▶ Stated problem
Convert the records from the line containing "Spot the granite" through the last one, both included, into a two-column CSV with the headers text and answer. Give one row per record, and put each value in a single quoted field with its line breaks replaced by spaces.

▶ Materials provided
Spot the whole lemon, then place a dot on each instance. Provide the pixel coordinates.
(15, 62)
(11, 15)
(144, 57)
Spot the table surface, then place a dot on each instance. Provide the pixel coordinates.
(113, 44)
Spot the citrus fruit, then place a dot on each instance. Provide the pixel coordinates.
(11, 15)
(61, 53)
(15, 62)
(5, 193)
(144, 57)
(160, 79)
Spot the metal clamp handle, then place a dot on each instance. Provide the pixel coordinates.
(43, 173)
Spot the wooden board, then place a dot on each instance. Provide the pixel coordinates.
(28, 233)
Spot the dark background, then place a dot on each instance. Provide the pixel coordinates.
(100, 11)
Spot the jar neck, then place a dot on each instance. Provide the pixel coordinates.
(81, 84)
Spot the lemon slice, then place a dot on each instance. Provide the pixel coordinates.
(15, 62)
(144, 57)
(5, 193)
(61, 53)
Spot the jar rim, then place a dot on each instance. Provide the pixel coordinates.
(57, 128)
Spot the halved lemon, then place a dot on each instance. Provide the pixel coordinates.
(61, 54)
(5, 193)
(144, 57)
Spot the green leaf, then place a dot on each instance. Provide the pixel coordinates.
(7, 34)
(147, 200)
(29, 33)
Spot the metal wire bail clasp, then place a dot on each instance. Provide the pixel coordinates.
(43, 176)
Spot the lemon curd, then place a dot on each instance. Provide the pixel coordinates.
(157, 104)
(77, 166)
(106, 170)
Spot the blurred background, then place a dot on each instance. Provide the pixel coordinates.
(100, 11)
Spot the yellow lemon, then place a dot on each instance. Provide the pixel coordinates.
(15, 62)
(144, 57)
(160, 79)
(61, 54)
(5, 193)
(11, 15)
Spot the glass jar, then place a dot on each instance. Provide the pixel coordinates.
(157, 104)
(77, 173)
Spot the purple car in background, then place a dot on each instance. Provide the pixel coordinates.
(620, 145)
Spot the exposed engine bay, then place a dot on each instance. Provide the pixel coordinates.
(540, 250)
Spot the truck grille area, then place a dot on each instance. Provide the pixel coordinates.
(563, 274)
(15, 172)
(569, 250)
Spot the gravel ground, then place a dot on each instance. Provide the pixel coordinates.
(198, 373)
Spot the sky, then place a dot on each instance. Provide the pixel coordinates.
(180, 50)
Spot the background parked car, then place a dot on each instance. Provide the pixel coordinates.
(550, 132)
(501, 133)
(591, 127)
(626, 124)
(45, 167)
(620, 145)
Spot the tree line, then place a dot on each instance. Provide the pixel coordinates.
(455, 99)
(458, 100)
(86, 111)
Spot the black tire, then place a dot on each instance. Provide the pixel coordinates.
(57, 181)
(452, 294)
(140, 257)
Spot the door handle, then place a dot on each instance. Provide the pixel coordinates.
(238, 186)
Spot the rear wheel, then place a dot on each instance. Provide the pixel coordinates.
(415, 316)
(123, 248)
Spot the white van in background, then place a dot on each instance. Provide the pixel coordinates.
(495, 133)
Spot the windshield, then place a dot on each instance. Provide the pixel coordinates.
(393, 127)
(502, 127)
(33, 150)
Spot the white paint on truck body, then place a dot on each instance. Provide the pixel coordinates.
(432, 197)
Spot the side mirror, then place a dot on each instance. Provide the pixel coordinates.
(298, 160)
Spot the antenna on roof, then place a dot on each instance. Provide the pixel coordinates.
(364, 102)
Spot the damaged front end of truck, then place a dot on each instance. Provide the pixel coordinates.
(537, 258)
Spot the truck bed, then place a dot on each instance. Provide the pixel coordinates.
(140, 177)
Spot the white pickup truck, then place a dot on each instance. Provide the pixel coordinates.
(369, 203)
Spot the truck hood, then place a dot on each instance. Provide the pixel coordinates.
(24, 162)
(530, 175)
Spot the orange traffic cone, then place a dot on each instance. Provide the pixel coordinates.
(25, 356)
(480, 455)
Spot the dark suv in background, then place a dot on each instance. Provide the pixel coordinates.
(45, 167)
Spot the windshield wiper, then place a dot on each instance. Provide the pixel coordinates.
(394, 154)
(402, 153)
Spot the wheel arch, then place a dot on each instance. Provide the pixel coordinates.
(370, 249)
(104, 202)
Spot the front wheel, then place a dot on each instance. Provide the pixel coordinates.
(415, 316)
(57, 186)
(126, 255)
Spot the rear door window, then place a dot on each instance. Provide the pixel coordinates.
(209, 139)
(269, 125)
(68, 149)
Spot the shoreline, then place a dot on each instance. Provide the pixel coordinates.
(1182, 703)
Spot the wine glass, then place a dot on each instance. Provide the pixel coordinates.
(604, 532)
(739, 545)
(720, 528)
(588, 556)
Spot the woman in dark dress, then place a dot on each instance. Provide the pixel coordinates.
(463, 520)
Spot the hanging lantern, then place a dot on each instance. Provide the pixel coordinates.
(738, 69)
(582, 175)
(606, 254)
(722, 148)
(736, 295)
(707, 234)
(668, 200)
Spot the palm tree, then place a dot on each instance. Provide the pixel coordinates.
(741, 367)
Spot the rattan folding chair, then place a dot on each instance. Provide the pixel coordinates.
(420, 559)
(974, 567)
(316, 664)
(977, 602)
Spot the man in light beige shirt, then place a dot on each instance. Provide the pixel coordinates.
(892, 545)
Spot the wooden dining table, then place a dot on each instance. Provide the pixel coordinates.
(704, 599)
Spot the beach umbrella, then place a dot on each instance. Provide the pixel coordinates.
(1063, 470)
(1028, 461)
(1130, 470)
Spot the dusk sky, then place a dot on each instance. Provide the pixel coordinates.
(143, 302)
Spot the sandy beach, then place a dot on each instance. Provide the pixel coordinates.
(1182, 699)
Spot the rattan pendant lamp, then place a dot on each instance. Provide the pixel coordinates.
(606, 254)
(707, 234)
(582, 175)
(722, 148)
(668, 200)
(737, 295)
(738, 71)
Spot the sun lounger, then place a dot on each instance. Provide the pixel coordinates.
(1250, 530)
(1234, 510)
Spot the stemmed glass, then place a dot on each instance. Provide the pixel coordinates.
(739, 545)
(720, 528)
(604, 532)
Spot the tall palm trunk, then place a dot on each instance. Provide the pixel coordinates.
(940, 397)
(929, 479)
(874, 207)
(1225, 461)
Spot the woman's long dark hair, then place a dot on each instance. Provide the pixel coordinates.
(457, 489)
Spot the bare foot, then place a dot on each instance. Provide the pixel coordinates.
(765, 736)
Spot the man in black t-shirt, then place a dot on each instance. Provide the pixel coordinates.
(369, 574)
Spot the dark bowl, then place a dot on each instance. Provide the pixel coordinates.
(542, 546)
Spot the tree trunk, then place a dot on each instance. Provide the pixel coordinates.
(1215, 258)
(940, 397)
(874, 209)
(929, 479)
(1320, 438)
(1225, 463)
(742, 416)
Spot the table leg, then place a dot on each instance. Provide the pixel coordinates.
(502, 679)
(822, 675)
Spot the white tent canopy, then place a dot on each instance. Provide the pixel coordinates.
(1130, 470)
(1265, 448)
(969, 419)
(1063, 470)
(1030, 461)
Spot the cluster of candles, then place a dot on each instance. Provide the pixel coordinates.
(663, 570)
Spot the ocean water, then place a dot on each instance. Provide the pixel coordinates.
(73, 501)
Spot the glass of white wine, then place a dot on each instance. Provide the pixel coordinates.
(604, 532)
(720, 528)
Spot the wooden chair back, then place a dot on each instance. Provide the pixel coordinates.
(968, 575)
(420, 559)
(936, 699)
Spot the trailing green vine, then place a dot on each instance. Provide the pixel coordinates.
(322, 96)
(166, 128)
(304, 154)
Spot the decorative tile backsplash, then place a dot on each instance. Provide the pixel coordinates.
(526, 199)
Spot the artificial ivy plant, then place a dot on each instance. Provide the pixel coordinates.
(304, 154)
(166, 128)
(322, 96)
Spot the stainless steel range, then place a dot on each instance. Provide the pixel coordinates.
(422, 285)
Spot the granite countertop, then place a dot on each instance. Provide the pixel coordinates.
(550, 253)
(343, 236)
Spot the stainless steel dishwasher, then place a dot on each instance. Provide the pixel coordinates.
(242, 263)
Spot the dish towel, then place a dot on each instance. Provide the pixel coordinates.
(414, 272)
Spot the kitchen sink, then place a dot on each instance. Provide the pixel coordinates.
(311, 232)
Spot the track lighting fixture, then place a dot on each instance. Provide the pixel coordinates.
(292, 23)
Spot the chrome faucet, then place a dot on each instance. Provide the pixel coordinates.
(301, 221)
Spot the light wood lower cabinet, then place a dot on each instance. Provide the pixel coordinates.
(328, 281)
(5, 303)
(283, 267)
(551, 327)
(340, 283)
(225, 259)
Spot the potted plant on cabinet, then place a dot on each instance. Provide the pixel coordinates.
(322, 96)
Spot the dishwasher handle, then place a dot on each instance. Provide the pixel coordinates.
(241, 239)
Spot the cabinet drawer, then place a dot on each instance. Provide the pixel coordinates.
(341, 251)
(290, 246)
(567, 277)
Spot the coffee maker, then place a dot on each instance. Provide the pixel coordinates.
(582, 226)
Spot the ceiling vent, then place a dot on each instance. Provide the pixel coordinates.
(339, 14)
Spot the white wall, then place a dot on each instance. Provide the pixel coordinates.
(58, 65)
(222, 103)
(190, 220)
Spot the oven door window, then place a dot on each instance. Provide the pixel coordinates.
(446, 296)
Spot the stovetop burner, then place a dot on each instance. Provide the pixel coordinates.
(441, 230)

▶ Answer for the task
text,answer
"Spot the granite countertop, then place a dot on each instance. Provide the pixel coordinates.","(550, 253) (343, 236)"
"Spot the stainless steel dishwasher, then place a dot on each instance. Provide the pixel coordinates.","(242, 263)"
"Spot the dish towel, then place a dot on each instance. Provide the pixel coordinates.","(414, 272)"
"Spot the kitchen sink, then place a dot on each instance. Provide the pixel coordinates.","(311, 232)"
"Spot the track lighting fixture, then place a dot on each instance. Provide the pixel coordinates.","(292, 23)"
"Spot the chrome faucet, then place a dot on each instance. Provide the pixel coordinates.","(301, 221)"
"Spot the light wood lower cabinet, then place a dot on each instance. Provide the pixel coordinates.","(328, 281) (5, 303) (283, 267) (551, 327) (340, 283) (225, 259)"
"Spot the potted plant on cabinet, then place a dot on each instance. Provide the pixel coordinates.","(322, 96)"
"Spot the dishwasher handle, then place a dot on each instance. Provide the pixel coordinates.","(241, 239)"
"Spot the cabinet drawer, then place a dot on each instance. Provide the pixel coordinates.","(341, 251) (290, 246) (567, 277)"
"Spot the coffee maker, then place a dot on each instance. Provide the pixel coordinates.","(582, 226)"
"Spot the ceiling vent, then place a dot on each instance. Provide the pixel coordinates.","(339, 14)"
"Spot the white wall, then place a dot on each instance. Provide the pixel coordinates.","(58, 65) (222, 103) (190, 220)"
"Spot the oven door window, then place a dot on each instance. Provide the pixel coordinates.","(446, 296)"
"Spot the stovetop burner, then place a dot on each instance. Provide the pixel coordinates.","(441, 230)"